What you have to do ->
Express the entries, from the first one through the line containing "x=897 y=252", as a two-column CSV with the header input,output. Give one row per entry: its text under input and its answer under output, each in a single quoted field with line breaks replaced by spaces.

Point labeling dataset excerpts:
○ ○ ○

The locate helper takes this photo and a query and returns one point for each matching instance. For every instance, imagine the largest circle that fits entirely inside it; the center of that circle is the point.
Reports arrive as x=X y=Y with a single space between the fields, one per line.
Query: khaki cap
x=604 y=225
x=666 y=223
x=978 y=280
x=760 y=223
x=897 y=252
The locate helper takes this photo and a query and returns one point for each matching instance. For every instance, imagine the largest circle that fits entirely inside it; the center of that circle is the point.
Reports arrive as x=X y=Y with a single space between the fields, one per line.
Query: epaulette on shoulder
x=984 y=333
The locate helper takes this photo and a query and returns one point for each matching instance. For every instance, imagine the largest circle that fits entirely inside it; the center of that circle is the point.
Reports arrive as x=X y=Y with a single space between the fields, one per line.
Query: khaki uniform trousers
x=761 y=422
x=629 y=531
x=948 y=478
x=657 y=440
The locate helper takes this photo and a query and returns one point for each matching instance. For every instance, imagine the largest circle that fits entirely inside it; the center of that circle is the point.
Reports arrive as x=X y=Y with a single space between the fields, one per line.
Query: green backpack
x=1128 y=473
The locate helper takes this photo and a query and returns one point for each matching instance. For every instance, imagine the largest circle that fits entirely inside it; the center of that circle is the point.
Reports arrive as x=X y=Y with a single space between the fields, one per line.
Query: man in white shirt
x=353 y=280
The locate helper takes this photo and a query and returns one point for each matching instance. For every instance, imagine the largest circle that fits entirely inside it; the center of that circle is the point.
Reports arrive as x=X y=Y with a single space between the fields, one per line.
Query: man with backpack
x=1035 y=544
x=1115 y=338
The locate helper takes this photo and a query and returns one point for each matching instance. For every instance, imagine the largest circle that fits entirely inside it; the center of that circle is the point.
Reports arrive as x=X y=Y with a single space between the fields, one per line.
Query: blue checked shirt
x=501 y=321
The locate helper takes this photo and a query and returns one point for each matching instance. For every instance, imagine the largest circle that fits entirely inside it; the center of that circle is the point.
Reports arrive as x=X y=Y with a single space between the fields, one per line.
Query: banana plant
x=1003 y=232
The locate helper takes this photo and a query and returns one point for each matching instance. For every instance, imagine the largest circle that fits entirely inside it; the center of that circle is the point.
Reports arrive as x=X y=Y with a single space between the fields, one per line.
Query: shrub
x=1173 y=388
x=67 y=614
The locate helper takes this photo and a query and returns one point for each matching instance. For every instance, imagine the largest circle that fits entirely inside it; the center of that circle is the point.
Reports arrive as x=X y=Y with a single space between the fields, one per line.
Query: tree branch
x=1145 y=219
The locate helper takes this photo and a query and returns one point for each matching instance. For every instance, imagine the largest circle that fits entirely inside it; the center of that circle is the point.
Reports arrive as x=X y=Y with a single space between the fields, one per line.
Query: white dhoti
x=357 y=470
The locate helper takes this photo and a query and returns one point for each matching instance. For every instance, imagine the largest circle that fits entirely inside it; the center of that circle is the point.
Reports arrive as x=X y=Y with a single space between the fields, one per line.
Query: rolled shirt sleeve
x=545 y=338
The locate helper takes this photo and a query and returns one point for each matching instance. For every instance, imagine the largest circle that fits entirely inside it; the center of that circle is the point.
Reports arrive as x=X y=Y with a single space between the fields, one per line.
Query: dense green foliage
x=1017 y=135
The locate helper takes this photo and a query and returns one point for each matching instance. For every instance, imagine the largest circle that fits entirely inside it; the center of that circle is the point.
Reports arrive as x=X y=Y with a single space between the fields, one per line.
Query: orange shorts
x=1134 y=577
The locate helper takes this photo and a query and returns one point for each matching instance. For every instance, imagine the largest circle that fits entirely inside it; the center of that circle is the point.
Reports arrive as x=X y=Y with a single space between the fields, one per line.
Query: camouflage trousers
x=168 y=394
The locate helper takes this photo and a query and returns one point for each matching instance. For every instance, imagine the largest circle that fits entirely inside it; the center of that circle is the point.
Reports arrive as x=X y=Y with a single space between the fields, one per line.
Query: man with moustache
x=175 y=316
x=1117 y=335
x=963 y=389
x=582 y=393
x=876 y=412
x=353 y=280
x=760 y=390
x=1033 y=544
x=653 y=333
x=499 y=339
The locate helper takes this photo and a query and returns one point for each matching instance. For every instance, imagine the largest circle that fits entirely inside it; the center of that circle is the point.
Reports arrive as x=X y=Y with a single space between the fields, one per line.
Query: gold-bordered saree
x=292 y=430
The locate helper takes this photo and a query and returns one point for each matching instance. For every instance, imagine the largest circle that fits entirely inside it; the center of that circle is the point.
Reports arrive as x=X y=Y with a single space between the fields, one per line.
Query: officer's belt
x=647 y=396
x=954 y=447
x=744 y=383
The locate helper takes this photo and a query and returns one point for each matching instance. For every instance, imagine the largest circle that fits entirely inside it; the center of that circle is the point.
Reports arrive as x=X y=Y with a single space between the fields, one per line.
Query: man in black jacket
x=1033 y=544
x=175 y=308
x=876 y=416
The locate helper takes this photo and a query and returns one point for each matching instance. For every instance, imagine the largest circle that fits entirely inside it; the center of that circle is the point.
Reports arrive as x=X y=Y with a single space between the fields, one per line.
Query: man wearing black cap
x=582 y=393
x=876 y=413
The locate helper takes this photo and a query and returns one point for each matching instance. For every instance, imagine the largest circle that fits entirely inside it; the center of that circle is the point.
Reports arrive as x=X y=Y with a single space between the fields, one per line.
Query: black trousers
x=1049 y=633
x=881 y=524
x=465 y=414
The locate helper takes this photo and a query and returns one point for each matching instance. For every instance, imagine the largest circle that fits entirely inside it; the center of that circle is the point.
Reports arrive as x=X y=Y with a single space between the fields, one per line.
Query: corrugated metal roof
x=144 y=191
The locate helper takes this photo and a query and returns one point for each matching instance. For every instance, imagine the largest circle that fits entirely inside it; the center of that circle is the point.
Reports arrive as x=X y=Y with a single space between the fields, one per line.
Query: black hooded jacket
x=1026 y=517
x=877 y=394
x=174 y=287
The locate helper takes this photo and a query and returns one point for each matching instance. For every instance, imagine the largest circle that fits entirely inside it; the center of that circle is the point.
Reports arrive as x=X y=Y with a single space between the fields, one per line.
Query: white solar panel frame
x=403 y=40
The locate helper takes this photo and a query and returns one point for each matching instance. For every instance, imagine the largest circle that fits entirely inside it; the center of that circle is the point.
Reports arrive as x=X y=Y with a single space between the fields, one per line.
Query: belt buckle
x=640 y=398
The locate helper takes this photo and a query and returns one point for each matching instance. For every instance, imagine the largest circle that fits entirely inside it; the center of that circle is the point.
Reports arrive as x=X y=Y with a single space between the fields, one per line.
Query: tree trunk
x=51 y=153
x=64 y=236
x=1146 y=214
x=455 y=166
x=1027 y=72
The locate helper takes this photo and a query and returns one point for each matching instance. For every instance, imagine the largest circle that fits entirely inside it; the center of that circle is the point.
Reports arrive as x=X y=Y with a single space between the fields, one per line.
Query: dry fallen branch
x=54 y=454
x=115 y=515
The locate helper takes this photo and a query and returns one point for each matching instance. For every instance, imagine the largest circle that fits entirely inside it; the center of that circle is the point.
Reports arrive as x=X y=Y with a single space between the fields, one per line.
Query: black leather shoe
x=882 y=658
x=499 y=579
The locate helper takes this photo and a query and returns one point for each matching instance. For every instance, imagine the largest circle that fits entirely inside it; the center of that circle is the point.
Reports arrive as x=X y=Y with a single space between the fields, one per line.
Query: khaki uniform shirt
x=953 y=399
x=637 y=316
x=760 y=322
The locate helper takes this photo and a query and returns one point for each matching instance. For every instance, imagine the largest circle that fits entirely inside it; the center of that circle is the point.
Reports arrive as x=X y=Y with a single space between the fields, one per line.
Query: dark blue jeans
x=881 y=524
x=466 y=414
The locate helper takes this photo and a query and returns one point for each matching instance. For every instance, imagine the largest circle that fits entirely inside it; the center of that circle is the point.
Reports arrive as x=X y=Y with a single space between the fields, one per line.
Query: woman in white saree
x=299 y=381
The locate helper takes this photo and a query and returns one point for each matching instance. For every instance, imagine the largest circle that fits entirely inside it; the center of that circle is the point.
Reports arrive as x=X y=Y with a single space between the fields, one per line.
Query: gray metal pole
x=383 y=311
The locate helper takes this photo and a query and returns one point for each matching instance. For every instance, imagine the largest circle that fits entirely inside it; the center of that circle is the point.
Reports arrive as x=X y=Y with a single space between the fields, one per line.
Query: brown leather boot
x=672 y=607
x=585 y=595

○ ○ ○

Output for this task ->
input,output
"The locate helper takes this photo and a query and returns one point for each matching instance. For every instance, imagine the largest circle that fits entirely inside it; the center of that circle is the point. Reports arrive as x=X y=Y with a single space between the fields, one per line. Query: khaki cap","x=604 y=225 x=666 y=223 x=978 y=280 x=760 y=223 x=897 y=252"